• WORK TO DO
Update the records from the first line through the line containing "[[25, 93], [20, 93]]", inclusive, replacing "metal pole" with "steel pole" and leaving everything else unchanged. Return only those lines.

• SUPPLIED INFORMATION
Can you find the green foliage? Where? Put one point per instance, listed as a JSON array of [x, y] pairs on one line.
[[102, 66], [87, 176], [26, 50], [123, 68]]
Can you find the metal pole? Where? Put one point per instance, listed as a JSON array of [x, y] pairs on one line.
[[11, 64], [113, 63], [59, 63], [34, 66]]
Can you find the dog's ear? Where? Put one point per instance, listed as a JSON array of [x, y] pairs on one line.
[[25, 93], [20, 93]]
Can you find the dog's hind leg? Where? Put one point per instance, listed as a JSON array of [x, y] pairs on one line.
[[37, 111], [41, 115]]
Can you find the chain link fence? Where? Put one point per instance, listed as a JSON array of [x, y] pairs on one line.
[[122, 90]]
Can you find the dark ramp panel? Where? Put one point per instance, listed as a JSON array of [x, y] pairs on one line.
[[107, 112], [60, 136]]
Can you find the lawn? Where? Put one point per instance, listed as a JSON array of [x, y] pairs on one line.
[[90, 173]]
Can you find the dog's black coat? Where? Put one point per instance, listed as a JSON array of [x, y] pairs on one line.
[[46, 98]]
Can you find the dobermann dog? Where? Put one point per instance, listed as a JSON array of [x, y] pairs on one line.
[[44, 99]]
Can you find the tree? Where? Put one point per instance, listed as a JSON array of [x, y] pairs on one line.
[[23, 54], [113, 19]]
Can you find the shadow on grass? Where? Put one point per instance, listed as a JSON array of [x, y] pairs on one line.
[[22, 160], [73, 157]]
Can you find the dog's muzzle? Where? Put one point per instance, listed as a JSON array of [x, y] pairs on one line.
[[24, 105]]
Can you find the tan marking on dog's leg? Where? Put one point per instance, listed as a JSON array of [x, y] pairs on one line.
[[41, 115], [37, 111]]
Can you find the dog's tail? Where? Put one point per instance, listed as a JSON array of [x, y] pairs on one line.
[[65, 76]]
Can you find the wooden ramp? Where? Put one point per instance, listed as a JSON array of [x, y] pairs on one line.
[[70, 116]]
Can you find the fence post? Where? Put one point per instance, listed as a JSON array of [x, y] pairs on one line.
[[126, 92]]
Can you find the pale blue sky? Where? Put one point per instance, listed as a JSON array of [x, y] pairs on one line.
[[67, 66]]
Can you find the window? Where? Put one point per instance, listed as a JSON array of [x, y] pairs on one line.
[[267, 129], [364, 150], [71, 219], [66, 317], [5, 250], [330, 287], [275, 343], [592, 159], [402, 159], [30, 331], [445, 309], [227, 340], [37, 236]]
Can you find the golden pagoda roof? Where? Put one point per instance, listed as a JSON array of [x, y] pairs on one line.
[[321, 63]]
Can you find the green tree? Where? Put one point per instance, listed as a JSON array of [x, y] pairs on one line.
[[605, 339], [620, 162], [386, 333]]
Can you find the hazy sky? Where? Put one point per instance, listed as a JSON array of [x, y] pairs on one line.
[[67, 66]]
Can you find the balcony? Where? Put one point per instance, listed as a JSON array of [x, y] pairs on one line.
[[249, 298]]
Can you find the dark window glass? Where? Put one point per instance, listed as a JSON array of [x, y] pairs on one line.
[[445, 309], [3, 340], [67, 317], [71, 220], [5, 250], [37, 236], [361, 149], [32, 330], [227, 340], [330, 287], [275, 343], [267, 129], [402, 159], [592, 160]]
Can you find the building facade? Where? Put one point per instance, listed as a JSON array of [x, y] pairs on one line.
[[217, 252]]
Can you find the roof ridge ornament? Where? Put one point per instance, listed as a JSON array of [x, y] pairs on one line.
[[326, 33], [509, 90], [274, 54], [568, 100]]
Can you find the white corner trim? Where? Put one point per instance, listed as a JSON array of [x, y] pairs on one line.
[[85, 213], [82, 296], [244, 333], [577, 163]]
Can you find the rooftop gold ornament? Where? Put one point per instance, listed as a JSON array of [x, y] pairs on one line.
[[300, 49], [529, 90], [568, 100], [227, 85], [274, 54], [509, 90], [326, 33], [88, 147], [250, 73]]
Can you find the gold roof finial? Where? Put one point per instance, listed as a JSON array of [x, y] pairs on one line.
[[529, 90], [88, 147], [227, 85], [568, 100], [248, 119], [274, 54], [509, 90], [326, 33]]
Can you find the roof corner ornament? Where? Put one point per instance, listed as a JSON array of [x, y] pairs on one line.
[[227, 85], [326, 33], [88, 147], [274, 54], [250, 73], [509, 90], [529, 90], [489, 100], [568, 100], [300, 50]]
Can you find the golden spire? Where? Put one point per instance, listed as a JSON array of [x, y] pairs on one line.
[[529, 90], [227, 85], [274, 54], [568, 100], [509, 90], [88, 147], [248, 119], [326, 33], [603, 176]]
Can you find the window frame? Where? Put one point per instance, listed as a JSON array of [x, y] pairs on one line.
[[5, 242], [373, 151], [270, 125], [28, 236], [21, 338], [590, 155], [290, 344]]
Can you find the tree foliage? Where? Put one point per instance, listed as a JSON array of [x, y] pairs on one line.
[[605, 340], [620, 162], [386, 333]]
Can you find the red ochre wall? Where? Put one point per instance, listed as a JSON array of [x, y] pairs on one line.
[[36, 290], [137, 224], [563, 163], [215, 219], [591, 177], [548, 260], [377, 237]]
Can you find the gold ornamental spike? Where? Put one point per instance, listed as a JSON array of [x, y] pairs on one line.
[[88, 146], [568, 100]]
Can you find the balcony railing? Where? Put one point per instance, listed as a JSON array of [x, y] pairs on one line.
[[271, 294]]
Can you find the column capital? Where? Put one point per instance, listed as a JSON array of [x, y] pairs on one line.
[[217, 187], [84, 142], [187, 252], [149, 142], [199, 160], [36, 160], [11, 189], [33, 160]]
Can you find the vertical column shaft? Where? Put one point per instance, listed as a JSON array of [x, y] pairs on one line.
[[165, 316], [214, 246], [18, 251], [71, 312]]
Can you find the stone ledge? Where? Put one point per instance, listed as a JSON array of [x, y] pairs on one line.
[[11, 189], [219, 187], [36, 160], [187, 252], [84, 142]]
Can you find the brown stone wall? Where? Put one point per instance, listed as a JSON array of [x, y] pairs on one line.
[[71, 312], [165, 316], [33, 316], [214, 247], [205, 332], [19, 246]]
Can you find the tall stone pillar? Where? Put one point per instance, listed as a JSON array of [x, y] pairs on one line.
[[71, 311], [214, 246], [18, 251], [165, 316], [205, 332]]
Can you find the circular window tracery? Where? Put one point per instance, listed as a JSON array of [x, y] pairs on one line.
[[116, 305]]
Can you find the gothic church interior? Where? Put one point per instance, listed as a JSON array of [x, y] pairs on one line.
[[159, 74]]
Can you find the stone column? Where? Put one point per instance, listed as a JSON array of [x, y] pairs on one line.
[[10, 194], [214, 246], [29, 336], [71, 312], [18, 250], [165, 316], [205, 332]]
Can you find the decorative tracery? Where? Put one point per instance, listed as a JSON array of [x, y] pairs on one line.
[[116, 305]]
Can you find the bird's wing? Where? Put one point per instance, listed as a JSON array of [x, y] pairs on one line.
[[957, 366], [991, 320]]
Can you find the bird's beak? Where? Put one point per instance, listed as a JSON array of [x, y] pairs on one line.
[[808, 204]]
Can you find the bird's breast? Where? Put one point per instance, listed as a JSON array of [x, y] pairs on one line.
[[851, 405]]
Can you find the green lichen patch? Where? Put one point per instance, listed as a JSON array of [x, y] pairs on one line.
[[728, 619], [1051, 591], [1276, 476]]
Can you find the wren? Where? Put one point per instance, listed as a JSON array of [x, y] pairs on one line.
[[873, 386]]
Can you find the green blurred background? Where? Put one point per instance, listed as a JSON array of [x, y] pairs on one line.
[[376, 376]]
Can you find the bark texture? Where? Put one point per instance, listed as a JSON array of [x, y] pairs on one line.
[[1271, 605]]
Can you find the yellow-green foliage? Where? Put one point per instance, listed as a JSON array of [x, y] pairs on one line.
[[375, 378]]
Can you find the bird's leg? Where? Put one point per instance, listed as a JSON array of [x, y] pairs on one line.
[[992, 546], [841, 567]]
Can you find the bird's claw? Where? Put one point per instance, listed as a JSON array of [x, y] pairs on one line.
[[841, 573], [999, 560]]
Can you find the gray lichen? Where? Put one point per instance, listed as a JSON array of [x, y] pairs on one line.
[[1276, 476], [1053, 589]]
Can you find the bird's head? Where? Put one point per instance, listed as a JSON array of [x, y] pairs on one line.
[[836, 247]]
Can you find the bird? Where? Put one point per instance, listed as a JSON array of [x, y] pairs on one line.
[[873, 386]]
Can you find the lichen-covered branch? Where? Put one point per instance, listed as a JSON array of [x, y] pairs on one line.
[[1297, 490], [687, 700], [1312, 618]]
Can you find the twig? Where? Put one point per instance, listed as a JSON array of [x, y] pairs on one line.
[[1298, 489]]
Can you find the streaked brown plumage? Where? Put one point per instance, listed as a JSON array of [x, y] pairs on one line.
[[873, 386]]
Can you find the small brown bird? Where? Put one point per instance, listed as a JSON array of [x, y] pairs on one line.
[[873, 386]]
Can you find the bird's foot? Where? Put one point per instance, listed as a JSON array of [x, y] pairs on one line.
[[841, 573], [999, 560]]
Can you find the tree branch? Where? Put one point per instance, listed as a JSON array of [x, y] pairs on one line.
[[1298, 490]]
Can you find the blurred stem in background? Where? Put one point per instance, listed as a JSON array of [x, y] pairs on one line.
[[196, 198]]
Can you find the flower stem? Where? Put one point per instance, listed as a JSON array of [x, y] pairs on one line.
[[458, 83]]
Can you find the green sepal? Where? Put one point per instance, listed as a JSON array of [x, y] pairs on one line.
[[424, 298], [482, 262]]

• EXPECTED OUTPUT
Can you find the green foliage? Where? Put one point per instance, listed as a JSON array of [x, y] pairs on one line.
[[102, 66], [87, 176], [26, 50], [123, 68]]
Can you find the steel pole? Where? Put one point per instance, listed as a JSON array of [x, y] pairs on one line.
[[11, 64], [113, 63], [59, 63], [34, 66]]
Can you find the dog's ear? Where? Put one point per instance, listed as a JSON array of [x, y] pairs on one line.
[[25, 93], [20, 93]]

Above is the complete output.